(Given entries Opens)

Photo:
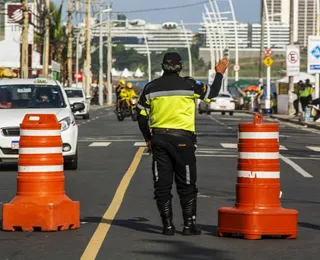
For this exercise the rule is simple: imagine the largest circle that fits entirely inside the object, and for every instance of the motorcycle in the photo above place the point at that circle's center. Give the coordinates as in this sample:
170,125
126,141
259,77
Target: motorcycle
128,109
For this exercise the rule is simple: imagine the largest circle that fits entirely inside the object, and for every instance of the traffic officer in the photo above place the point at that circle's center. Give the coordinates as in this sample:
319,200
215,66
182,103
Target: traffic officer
169,104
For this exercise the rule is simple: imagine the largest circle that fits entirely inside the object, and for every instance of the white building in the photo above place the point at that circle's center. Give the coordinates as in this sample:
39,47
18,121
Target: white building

(Given entries Closes)

◆ Work required ◆
For this exercise, copy every line of the data that holds "building".

◆ Final answer ◆
For this exercise the rule is simple: imagine the largest circle that fits entirely inside the object, and for every instance of the white building in the photo above place the point at that circle's center. Give the coordinates as in this sample:
Target: white building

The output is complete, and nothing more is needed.